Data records

————————

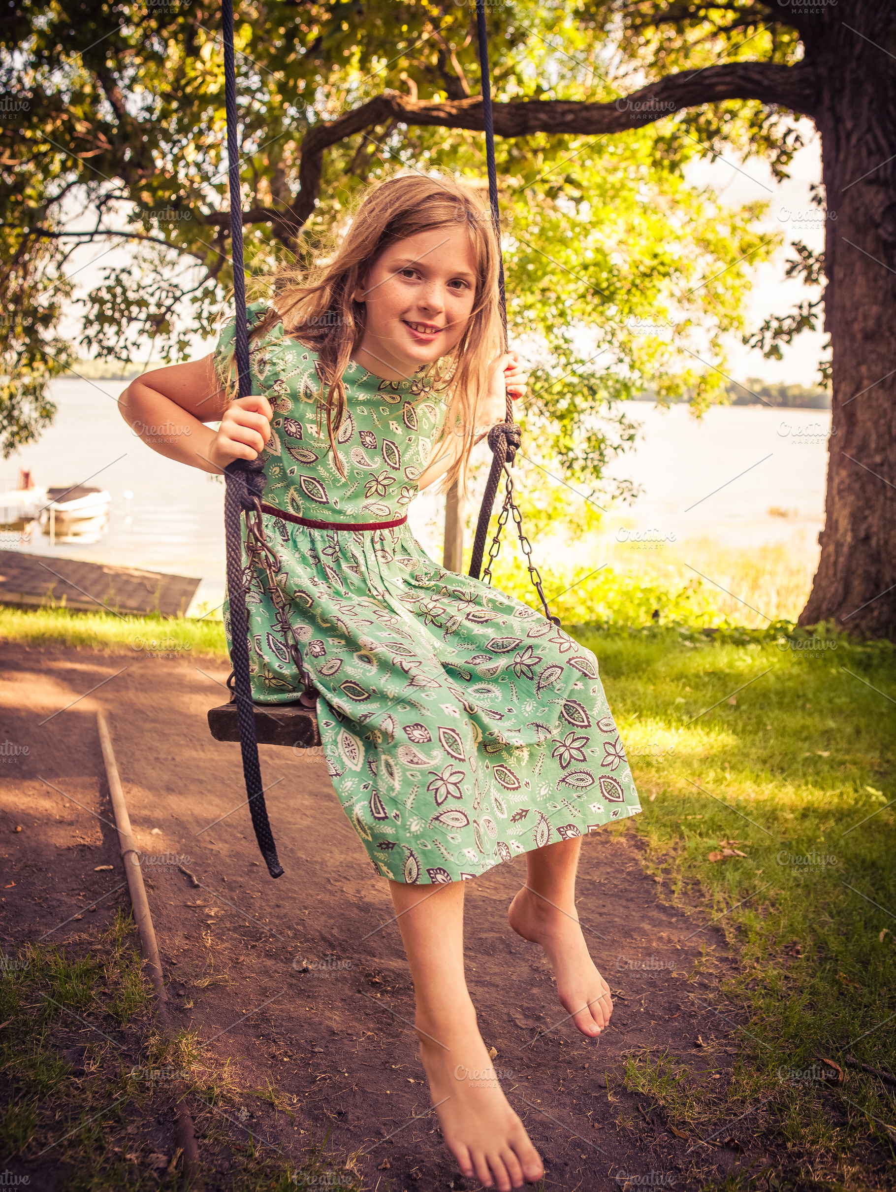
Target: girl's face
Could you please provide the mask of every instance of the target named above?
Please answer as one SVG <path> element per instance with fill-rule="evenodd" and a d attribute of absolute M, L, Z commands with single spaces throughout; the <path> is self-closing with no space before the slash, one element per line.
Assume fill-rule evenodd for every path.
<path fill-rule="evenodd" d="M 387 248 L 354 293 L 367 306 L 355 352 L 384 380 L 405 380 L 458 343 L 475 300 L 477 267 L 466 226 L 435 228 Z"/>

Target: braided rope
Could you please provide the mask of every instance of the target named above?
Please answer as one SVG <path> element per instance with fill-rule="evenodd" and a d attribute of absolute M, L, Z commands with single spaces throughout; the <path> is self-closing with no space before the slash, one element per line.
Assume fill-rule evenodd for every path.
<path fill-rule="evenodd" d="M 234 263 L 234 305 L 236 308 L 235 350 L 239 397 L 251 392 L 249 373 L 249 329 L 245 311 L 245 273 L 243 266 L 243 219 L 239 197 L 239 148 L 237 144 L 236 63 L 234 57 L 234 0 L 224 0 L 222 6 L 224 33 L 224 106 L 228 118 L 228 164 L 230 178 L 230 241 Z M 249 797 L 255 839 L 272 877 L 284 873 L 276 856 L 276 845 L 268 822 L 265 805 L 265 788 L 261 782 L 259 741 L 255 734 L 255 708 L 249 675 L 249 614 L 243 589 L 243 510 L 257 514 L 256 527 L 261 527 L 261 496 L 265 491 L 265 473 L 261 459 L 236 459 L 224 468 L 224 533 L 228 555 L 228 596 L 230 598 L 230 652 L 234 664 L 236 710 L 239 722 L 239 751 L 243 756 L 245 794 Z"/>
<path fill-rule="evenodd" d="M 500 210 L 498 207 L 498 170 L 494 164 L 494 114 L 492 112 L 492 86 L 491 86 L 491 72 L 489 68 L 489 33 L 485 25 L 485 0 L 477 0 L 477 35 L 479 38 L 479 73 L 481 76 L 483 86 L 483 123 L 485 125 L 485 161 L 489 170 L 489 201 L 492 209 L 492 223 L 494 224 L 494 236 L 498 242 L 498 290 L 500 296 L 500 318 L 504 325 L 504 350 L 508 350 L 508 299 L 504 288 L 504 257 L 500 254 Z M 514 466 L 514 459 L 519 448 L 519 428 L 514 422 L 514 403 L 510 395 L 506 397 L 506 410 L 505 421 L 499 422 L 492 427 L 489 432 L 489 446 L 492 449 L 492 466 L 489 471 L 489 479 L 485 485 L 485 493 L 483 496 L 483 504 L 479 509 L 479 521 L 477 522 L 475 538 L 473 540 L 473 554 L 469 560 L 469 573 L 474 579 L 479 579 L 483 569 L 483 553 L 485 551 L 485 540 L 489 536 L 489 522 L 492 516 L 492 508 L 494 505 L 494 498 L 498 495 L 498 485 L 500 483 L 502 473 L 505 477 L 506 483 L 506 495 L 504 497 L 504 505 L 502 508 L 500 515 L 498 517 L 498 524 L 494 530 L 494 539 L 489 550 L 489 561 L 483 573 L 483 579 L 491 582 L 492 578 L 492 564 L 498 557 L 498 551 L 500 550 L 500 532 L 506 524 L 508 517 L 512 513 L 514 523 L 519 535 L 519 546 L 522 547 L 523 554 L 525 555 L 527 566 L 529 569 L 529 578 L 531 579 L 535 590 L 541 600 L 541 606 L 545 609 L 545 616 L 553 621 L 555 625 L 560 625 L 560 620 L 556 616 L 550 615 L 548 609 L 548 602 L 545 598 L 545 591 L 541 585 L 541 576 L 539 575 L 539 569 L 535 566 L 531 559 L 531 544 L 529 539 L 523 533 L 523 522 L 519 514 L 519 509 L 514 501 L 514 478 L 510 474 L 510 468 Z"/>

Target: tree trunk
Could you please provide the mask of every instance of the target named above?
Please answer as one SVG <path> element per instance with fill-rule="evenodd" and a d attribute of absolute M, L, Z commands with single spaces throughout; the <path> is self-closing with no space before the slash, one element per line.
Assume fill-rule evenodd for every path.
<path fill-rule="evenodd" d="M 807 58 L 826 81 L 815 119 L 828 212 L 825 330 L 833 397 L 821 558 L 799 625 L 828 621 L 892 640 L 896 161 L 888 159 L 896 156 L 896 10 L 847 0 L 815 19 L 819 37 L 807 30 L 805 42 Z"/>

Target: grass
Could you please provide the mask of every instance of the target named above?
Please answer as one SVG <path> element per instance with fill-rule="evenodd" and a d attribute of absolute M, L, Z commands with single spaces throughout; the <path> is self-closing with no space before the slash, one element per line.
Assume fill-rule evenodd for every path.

————————

STATED TASK: Switch "instance" to "occurrence" in the data, starting at the line containing "Target: tree trunk" and running through the end of the data, and leave everything else unchanged. Give only those lines.

THE REPLY:
Target: tree trunk
Could you please provide the mask of every occurrence of the target named above?
Please answer as one SVG <path> element per occurrence with fill-rule="evenodd" and a d attribute of absolute M, L, Z commands with single spaces throughout; the <path> is self-closing with no space before the slash, one element per line.
Assume fill-rule evenodd for every path.
<path fill-rule="evenodd" d="M 807 58 L 826 81 L 815 119 L 828 212 L 825 330 L 833 397 L 821 558 L 799 625 L 828 621 L 892 640 L 896 161 L 888 159 L 896 156 L 896 10 L 847 0 L 815 19 L 819 37 L 807 30 L 805 42 Z"/>

Target: grass
Could you please provide the mask of every occurrence of the target named above?
Please answer as one SVG <path> element per occurrence with fill-rule="evenodd" and a d attribute of absolute M, L, Z commands with single spaces throughout; the <path> is self-closing with no space before the slash, one element per line.
Assume fill-rule evenodd for every path.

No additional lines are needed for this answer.